WRITTEN PROBLEM A:
In the phytools post, what does the dataset used for the case study map across a tree of flowering plants?
WRITTEN PROBLEM B:
Output the passage of the phytools post from "For the case" up to and including "tree from file.".

PAGE:
* * *

Over the past couple of days I’ve shown how phytools could now be used to fit a discrete character evolution model with \(\Gamma\)-distributed rate heterogeneity among edges (yesterday morning); and how this fitted model can be applied to reconstruct ancestral states at internal nodes (this morning).
Here, I’m going to take use an empirical case study to illustrate how it matters.
For the case study, I’m going to use data & a phylogeny subsampled from an excellent dataset mapping bi- and tri-cellular pollen grains across a tree of flowering plants (Williams et al. 2014). (We also used these data in our book with Princeton University Press, so you can download the files from the book website.)
I’ll start off by loading phytools after updating it from GitHub as follows.
library(phytools)
## Loading required package: ape
## Loading required package: maps
packageVersion("phytools")
## [1] '2.0.9'
Now, I’ll load my dataset & tree from file.
pollen_data<-read.csv(
file="http://www.phytools.org/Rbook/7/pollen-data.csv",
row.names=1)
head(pollen_data)
## V1
## Nuphar_lutea 3
## Nuphar_pumila 2
## Nuphar_advena 2
## Austrobaileya_scandens 2
## Schisandra_propinqua 2
## Kadsura_heteroclita 2
pollen<-setNames(as.factor(pollen_data$V1),rownames(pollen_data))

* * *

Pointing and labeling entries
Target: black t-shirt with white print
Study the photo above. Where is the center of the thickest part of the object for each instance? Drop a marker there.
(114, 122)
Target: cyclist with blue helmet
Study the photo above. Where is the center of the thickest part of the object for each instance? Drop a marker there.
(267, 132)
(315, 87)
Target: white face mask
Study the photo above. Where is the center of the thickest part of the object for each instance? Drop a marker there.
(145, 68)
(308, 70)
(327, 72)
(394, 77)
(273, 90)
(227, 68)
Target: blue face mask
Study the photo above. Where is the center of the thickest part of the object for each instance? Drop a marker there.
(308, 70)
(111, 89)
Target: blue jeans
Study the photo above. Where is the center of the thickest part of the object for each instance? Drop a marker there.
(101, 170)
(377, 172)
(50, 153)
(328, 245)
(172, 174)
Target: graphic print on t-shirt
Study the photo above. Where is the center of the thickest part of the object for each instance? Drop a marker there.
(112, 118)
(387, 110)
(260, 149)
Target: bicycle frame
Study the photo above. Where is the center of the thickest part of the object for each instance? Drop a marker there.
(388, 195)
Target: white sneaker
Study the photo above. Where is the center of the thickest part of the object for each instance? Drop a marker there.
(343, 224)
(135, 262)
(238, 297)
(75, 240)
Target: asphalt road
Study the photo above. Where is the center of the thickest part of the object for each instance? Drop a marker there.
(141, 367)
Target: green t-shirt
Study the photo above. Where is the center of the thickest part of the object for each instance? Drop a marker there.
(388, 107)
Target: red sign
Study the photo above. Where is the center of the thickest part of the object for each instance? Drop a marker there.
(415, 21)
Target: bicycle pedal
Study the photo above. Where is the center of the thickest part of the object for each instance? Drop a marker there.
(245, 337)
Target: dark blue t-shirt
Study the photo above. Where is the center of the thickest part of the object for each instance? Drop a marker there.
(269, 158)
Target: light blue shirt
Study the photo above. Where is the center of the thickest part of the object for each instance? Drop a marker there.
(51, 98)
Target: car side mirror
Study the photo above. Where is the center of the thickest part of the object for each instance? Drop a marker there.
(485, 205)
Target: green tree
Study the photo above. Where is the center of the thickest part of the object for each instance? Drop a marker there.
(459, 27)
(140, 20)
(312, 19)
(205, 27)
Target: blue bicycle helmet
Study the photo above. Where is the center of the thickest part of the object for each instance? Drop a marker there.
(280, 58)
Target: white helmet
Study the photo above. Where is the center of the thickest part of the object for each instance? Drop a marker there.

* * *

EXERCISE ANSWER A:
Bi- and tri-cellular pollen grains.

EXERCISE ANSWER B:
For the case study, I’m going to use data & a phylogeny subsampled from an excellent dataset mapping bi- and tri-cellular pollen grains across a tree of flowering plants (Williams et al. 2014). (We also used these data in our book with Princeton University Press, so you can download the files from the book website.)
I’ll start off by loading phytools after updating it from GitHub as follows.
library(phytools)
## Loading required package: ape
## Loading required package: maps
packageVersion("phytools")
## [1] '2.0.9'
Now, I’ll load my dataset & tree from file.